What to do:
Your task is to return the span of lines beginning at the one with "[mark] the metal pergola" and ending at the last line of the data, exactly as it stands.

-*-*-

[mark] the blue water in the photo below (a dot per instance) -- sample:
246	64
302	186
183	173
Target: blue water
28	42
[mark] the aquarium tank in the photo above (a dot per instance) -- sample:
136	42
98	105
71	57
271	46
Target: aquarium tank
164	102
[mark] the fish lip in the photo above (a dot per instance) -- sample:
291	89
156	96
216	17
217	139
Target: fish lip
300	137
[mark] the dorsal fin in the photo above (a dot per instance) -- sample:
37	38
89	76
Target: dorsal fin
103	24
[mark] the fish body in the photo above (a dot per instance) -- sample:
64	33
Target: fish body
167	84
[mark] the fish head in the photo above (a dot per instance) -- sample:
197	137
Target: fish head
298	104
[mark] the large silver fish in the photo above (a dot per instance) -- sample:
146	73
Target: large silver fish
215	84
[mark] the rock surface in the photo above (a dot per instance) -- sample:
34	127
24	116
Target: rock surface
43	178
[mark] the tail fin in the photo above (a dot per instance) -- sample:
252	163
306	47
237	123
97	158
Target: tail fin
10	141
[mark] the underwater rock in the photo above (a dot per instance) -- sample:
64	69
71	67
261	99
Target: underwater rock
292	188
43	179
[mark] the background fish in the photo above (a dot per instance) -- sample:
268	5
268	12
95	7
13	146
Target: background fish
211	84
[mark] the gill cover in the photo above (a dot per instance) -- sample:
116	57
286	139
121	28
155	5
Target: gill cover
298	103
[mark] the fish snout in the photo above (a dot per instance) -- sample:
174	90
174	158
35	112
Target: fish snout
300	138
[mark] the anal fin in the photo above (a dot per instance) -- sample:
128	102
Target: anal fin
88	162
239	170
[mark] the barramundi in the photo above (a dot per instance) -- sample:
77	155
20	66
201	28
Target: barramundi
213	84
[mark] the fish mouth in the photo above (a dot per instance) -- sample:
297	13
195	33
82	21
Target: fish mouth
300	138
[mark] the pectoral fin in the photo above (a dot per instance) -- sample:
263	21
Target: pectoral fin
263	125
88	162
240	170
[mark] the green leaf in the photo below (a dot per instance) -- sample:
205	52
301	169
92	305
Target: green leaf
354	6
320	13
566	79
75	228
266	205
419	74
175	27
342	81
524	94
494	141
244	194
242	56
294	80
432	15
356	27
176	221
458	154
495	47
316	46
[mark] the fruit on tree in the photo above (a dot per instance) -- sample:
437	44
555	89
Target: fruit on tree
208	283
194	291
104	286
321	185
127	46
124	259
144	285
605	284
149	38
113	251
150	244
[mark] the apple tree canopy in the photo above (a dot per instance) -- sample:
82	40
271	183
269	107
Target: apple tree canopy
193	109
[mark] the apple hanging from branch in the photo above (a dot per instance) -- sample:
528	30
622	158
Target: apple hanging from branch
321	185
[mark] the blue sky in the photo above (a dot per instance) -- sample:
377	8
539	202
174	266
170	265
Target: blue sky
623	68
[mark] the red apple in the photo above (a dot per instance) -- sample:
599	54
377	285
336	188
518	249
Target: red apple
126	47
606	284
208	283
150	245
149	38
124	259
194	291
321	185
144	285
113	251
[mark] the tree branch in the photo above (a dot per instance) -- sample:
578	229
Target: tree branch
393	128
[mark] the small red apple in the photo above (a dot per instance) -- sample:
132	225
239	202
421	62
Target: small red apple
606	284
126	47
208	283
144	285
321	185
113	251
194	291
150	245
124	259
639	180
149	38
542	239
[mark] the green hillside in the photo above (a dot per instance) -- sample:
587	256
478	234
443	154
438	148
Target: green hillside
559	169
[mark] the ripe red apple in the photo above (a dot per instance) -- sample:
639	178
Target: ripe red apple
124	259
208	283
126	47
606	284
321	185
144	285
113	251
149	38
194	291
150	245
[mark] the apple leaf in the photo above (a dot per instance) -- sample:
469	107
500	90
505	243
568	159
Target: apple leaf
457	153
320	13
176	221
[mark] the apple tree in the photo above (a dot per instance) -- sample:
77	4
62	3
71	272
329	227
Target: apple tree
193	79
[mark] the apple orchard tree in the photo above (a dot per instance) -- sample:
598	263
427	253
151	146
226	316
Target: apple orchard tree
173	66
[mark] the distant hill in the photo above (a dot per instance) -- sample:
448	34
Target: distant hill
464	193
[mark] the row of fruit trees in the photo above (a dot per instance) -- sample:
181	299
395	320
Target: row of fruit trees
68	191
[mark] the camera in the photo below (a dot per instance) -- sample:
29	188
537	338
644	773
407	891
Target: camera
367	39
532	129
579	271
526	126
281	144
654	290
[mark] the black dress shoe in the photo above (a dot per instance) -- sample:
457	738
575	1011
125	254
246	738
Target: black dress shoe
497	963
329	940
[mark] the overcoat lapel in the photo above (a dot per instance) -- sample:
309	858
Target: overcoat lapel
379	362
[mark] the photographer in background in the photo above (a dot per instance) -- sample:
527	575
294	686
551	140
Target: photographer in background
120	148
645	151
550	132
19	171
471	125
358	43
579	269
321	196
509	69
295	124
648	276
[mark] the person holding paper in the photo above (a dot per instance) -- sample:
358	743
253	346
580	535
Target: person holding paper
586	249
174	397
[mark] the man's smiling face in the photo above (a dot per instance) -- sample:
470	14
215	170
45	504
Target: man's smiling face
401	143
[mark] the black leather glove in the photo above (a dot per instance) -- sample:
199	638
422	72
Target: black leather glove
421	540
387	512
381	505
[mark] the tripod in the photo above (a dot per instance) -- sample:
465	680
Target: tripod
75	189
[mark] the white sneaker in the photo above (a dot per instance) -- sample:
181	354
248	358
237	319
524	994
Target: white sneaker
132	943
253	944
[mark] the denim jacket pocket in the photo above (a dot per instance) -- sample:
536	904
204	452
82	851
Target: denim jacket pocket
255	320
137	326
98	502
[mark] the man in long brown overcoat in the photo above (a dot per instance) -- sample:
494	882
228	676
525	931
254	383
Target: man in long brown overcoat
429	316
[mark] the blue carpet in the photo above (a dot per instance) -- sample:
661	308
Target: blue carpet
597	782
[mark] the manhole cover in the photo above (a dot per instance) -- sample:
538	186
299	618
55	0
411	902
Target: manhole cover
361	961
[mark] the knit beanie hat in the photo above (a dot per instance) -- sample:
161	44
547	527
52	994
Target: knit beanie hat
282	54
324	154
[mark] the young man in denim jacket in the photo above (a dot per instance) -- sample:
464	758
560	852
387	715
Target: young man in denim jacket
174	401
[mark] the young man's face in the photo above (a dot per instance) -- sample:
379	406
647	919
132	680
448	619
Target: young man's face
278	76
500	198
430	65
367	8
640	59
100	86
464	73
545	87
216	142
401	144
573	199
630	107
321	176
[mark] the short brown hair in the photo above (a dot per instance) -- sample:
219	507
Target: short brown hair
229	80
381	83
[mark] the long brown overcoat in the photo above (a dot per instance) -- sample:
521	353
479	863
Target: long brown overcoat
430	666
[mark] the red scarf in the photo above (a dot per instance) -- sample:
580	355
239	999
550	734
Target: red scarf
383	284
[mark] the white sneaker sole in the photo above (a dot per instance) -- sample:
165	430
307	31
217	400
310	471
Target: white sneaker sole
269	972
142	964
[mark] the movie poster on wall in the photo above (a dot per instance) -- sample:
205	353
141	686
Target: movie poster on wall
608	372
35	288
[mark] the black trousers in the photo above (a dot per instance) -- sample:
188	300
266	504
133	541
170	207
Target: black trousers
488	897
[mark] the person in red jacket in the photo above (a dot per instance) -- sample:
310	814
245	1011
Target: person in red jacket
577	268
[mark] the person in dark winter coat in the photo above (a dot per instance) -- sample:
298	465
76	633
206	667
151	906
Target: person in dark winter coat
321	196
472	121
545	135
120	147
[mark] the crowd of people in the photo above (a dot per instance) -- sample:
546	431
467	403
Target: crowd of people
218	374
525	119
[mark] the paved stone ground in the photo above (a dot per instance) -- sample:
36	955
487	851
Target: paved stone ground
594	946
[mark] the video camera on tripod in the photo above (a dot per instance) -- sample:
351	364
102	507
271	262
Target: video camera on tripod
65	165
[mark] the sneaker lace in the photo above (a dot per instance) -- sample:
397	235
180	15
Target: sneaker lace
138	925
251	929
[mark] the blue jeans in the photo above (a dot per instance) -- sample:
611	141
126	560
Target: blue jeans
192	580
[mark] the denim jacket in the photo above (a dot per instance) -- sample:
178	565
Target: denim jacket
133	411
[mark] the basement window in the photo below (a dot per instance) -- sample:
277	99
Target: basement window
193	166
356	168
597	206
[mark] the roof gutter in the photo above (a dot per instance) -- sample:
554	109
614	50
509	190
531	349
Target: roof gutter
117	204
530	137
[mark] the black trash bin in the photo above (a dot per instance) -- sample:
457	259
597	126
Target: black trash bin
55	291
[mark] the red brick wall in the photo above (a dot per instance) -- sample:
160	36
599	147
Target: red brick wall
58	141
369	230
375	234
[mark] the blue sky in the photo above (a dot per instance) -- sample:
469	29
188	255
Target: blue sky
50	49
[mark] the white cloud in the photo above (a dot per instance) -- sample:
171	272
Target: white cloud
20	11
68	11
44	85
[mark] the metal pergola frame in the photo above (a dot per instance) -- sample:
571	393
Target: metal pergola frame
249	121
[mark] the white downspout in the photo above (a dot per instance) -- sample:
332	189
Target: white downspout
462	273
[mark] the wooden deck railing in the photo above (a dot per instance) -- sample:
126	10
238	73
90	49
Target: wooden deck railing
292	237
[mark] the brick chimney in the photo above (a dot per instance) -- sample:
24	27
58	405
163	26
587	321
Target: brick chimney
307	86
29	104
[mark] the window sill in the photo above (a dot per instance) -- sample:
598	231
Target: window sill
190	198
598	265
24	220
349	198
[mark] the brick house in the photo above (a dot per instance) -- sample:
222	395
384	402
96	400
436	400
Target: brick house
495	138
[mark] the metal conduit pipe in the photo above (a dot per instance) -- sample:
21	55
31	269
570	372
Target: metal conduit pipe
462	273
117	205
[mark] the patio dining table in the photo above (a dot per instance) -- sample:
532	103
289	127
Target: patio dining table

-*-*-

Solution to this problem:
[mark] the metal pergola frame in the photo above (a dot per instance) -- sample:
571	393
Target: metal pergola frame
249	121
[mark] the white downspout in the photo above (a dot per instance) -- sample:
332	189
Target: white downspout
462	273
[mark] the wooden deck railing in the photo above (a dot per instance) -- sample:
126	10
238	73
90	49
Target: wooden deck railing
292	237
[mark] the brick chimney in the photo above (a dot per instance) -- sample:
24	27
58	405
163	26
587	321
Target: brick chimney
307	86
29	104
[mark] the window sill in the photo above (a dot per instance) -- sample:
598	231
Target: window sill
190	198
598	265
24	220
349	198
[mark] the brick house in the photo above (a dot per instance) -- sample:
222	395
384	402
96	400
436	400
Target: brick house
495	138
[mark] the metal conduit pipe in the photo above (a dot per instance) -- sample:
21	55
31	269
570	372
Target: metal conduit pipe
462	273
117	205
[mark] the patio dining table in the photo above (a dot per instance) -- sample:
532	103
289	127
Target: patio dining table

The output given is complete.